_Provided text_.
Change of Variables & the Jacobian Determinant

Let $g: [\alpha, \beta] \to [a, b]$ be a $C^1$ bijection with $g'(t) \neq 0$ on $(\alpha, \beta)$. Then for any continuous $f: [a, b] \to \mathbb{R}$:

$\int_a^b f(x)\,dx = \int_\alpha^\beta f(g(t))\,|g'(t)|\,dt.$

The factor $|g'(t)|$ adjusts for how $g$ stretches or compresses the interval. When $g$ is increasing, $|g'(t)| = g'(t)$; when decreasing, $|g'(t)| = -g'(t)$, which also reverses the limits to compensate.

In 1D, you can track orientation via limit ordering. In $\mathbb{R}^n$, there are no “limits” to reverse — the absolute value of the Jacobian determinant is the only way to ensure positivity of the volume element. The absolute value is the conceptual bridge from 1D to $n$D.

Compute $\int_0^1 \sqrt{1 - x^2}\,dx$ via $x = \sin\theta$. We have $g(\theta) = \sin\theta$, $g'(\theta) = \cos\theta$, limits $[0, \pi/2]$:

$\int_0^1 \sqrt{1 - x^2}\,dx = \int_0^{\pi/2} \sqrt{1 - \sin^2\theta} \cdot \cos\theta\,d\theta = \int_0^{\pi/2} \cos^2\theta\,d\theta = \frac{\pi}{4}.$

This is one quarter of the unit disk area — a preview of polar coordinates.

Compute $\int_0^\infty e^{-x^2/2}\,dx$ via $u = x^2/2$. We get $x = \sqrt{2u}$, $dx = du/\sqrt{2u}$:

$\int_0^\infty e^{-x^2/2}\,dx = \frac{1}{\sqrt{2}} \int_0^\infty u^{-1/2} e^{-u}\,du = \frac{1}{\sqrt{2}} \,\Gamma(1/2) = \sqrt{\pi/2}.$

This connects to the Gamma function (Topic 8) and previews the Gaussian integral computation later in this topic.

A coordinate transformation (or change of variables) on an open set $D^* \subseteq \mathbb{R}^2$ is a $C^1$ function $\varphi: D^* \to D \subseteq \mathbb{R}^2$ that is a diffeomorphism: bijective, $C^1$, and with $C^1$ inverse $\varphi^{-1}: D \to D^*$.

The IFT (Topic 12) guarantees a local diffeomorphism wherever $\det J_\varphi \neq 0$. For the change of variables formula, we need a global diffeomorphism on $D^*$ (or at least injectivity, with $\det J_\varphi = 0$ only on a set of measure zero). Polar coordinates fail to be a global diffeomorphism on $\{r > 0\}$ because of the $2\pi$-periodicity in $\theta$, but they are a diffeomorphism on any domain that doesn’t wrap all the way around.

_Provided data_.
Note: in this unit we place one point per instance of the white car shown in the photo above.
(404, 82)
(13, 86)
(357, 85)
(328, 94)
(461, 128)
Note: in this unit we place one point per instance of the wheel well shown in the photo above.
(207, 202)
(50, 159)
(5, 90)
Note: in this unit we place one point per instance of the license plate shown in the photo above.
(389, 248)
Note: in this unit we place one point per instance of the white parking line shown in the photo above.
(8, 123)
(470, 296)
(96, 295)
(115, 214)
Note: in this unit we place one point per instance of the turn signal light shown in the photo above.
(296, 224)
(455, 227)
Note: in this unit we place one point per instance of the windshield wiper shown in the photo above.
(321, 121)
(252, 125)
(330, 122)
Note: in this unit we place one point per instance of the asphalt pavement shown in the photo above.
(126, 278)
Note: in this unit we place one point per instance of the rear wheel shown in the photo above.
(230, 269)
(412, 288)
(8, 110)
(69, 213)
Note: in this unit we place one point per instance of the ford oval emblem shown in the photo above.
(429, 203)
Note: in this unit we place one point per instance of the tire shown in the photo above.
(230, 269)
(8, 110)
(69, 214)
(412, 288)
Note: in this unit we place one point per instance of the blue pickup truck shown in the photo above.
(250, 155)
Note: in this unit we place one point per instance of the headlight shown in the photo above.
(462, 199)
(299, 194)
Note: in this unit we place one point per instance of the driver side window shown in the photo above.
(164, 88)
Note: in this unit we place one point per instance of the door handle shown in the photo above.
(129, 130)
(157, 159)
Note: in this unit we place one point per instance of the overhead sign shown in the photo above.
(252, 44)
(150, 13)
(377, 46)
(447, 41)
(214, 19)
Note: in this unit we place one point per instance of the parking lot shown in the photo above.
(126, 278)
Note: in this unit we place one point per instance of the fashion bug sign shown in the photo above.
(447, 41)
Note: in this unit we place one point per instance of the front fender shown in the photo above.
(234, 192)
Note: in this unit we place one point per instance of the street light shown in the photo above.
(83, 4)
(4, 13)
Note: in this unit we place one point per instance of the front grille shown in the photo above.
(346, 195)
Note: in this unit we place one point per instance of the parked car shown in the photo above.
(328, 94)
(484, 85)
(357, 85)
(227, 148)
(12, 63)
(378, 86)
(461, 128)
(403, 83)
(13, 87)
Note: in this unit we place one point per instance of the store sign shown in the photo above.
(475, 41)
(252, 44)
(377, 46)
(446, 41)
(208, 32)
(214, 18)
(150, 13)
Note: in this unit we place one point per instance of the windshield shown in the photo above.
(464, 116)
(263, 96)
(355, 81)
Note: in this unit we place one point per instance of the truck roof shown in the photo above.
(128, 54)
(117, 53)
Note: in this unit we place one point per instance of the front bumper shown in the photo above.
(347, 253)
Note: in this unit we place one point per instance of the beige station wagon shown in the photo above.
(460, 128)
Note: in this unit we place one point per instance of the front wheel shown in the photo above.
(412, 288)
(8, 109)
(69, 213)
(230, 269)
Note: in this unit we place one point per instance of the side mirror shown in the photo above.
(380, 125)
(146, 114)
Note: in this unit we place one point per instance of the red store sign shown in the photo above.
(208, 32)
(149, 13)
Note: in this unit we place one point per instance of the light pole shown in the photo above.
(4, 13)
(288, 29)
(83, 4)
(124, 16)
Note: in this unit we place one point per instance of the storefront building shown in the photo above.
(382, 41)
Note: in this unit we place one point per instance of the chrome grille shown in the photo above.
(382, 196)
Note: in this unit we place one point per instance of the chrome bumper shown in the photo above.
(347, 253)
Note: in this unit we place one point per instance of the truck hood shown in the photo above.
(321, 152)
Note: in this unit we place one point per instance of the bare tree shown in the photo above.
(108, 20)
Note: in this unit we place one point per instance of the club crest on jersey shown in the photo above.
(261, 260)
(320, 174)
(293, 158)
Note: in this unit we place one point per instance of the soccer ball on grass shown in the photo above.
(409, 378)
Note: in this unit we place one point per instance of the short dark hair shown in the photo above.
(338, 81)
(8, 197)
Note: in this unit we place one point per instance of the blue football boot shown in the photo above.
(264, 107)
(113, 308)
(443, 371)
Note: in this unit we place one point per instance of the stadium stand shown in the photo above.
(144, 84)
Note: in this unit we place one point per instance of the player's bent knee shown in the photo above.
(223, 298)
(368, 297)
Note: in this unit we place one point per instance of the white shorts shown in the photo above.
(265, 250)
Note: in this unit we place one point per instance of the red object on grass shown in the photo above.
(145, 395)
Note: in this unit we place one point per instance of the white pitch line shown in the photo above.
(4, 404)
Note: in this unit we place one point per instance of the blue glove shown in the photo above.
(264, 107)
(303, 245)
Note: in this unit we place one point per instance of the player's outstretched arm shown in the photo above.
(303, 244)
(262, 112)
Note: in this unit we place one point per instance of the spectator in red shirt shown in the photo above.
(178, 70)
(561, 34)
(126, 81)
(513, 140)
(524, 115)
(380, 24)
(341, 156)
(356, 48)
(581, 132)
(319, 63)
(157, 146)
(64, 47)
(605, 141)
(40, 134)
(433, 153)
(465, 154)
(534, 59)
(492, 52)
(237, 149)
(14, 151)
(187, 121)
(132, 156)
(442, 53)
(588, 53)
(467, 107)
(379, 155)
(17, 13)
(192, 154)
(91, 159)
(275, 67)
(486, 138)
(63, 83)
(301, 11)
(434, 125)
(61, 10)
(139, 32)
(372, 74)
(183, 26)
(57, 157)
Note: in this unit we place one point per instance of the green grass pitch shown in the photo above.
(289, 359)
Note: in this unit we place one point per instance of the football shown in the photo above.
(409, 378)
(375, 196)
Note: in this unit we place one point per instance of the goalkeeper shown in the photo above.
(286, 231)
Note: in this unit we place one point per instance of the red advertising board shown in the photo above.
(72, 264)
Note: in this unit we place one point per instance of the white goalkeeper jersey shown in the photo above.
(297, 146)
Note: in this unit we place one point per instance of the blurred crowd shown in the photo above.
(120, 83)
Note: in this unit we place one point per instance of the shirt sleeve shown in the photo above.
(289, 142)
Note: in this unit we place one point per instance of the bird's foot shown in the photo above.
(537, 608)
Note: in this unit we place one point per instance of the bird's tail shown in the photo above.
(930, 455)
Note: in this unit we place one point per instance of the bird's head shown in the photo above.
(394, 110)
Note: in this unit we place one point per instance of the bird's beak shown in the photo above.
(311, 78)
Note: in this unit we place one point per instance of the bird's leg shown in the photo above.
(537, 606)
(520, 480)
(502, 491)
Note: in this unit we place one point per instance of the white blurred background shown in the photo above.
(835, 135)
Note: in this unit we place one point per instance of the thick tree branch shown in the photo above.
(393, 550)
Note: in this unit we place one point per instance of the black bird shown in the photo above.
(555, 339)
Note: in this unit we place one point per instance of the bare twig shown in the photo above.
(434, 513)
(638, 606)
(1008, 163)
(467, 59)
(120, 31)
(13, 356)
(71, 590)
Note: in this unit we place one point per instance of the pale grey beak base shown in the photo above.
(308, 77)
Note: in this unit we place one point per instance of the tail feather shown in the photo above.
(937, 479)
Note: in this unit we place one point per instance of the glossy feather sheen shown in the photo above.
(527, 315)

_Task A_.
According to the change-of-variables text, which conditions must a function meet to count as a diffeomorphism? List each one.
_Task B_.
In one to three sentences, explain why the change-of-variables text says polar coordinates fail to be a global diffeomorphism on the set where r > 0.

_Worked answer A_.
- It is bijective.
- It is C¹.
- It has a C¹ inverse.

_Worked answer B_.
They fail because of the 2π-periodicity in θ. The text adds that they are still a diffeomorphism on any domain that doesn't wrap all the way around.